> Passage provided

···

The Indian High Commissioner to Nigeria, Ajjampur R. Ghanashyam, has revealed how former Minister of Petroleum Resources, Mrs Diezani Allison-Madueke, failed to sign a long-term agreement with his country, Nigeria’s number one oil buyer.
Rather, he said Diezani used intermediaries, who collected $14 billion annual deal.
The envoy told newsmen at the weekend, that Nigeria was the only country which uses intermediaries in its oil deals with other countries.
He said: “From other countries, when we buy oil, whatever we want to pay, we pay to the Ministry of Finance of that country. In Nigeria, we pay to intermediaries. We would like to be dealing directly with the Nigeria National Petroleum Corporation (NNPC). It’s not a good thing. Why should we go through intermediaries?
“Secondly, we would also like to have long term agreement, which we have with many countries: Iran, Iraq, Saudi Arabia, and other countries from where we buy oil. Nigeria is the only country with whom we don’t have an agreement. When we write a letter to NNPC, we don’t get a response.”
The NNPC 2014 Annual Statistical Bulletin indicated that India bought 136,419,844 barrels of crude oil.
Ghanashyam added that apart from the lack of long-term agreement between the two countries on crude oil purchases, in 2006, an Indian company, Oil & Natural Gas Commission Videsh Limited (OVL) and Mittal Energy International, which is a joint venture between OVL, an Indian government company, and Mittal Energy a private firm, applied for oil concession.
He said the Signature bonus sum of $25 million was paid, but neither was the oil concession granted nor the money paid returned to the Indian companies.

···

> Problems and tasks
**A)** In the article on India's oil purchases from Nigeria, what reason does the envoy give for saying Nigeria stands apart in how India pays for its oil?
**B)** Update the article on India's oil dealings with Nigeria, everything from "The NNPC 2014" down to "the Indian companies.", so that "oil concession" is replaced with "oil license" each time it appears.

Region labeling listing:
···

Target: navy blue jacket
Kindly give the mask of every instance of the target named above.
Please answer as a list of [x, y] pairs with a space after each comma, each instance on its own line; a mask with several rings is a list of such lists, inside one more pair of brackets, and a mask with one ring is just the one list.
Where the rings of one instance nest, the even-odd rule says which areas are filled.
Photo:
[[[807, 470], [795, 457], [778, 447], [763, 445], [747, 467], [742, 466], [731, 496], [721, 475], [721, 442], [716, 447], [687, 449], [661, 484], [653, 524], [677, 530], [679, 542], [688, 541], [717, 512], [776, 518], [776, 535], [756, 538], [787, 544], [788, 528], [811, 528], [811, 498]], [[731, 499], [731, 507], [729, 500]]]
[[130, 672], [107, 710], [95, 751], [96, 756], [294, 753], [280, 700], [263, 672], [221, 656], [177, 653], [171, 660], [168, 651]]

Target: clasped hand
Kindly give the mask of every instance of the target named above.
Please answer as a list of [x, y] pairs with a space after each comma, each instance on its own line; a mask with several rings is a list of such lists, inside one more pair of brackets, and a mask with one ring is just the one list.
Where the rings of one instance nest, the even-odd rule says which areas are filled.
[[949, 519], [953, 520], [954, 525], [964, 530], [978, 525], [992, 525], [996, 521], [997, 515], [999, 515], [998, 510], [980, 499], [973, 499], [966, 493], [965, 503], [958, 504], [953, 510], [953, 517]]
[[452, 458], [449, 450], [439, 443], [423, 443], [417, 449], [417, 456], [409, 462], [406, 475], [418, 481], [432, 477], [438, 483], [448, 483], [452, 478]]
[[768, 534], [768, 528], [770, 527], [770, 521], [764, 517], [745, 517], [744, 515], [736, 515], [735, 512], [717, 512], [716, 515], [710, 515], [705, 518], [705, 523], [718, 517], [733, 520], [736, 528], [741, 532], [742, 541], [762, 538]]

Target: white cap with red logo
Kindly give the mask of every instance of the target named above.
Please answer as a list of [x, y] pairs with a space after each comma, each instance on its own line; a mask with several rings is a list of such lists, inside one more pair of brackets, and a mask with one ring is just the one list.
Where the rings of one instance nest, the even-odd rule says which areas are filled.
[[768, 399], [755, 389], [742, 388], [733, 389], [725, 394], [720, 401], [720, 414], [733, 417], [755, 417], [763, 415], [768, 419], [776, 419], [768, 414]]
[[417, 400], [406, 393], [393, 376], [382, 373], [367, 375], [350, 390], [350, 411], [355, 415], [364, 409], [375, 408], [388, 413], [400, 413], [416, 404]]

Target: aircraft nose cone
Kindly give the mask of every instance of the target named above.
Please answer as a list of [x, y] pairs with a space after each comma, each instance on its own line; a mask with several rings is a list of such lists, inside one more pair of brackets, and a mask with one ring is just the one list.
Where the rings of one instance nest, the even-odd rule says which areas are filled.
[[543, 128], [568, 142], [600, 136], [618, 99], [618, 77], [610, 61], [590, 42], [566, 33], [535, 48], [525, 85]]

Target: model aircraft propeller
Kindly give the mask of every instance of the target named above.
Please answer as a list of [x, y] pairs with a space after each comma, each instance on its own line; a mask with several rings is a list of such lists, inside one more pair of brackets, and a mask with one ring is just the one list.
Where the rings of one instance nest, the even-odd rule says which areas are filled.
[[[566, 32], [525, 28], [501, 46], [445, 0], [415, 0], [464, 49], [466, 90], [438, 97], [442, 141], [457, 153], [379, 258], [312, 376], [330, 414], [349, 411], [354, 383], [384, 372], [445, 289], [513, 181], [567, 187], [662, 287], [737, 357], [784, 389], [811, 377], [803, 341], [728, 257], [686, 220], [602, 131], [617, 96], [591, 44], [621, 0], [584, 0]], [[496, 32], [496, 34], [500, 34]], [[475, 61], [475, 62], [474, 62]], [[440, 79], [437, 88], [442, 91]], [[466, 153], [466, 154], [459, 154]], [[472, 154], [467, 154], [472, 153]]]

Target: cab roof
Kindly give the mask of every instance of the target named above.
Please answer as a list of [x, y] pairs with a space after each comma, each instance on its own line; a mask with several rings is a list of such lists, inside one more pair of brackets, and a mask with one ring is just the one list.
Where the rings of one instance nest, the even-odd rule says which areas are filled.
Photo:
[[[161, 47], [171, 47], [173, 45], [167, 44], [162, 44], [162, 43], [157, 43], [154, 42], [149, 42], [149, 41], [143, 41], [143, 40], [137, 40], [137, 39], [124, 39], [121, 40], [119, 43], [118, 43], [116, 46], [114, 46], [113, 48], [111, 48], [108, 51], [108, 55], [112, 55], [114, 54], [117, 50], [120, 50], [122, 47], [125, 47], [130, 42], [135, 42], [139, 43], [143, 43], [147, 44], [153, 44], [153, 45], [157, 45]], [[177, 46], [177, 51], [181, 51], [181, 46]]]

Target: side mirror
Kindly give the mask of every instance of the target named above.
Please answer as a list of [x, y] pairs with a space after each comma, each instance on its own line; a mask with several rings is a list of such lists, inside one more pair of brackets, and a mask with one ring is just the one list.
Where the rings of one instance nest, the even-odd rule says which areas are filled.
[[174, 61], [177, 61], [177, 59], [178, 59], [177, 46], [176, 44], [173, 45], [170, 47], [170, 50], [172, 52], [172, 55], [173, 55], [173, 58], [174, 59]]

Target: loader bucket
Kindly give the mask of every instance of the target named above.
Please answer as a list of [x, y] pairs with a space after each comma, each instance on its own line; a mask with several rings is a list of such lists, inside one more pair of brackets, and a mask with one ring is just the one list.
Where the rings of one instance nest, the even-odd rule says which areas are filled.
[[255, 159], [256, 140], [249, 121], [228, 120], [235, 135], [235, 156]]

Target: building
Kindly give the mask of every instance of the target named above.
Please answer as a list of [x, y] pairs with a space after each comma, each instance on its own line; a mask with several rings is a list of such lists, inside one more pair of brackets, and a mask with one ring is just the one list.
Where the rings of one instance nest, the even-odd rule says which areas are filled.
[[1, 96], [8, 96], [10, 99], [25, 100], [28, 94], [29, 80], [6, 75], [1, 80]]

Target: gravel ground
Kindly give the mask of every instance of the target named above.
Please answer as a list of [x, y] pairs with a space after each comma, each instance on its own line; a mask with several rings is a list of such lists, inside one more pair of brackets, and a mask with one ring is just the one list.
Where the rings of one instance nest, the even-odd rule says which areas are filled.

···

> Final answers
**A)** When India buys oil from other countries, it pays that country's Ministry of Finance directly. In Nigeria, it pays intermediaries instead. Nigeria is the only country that does this.

**B)**
The NNPC 2014 Annual Statistical Bulletin indicated that India bought 136,419,844 barrels of crude oil.
Ghanashyam added that apart from the lack of long-term agreement between the two countries on crude oil purchases, in 2006, an Indian company, Oil & Natural Gas Commission Videsh Limited (OVL) and Mittal Energy International, which is a joint venture between OVL, an Indian government company, and Mittal Energy a private firm, applied for oil license.
He said the Signature bonus sum of $25 million was paid, but neither was the oil license granted nor the money paid returned to the Indian companies.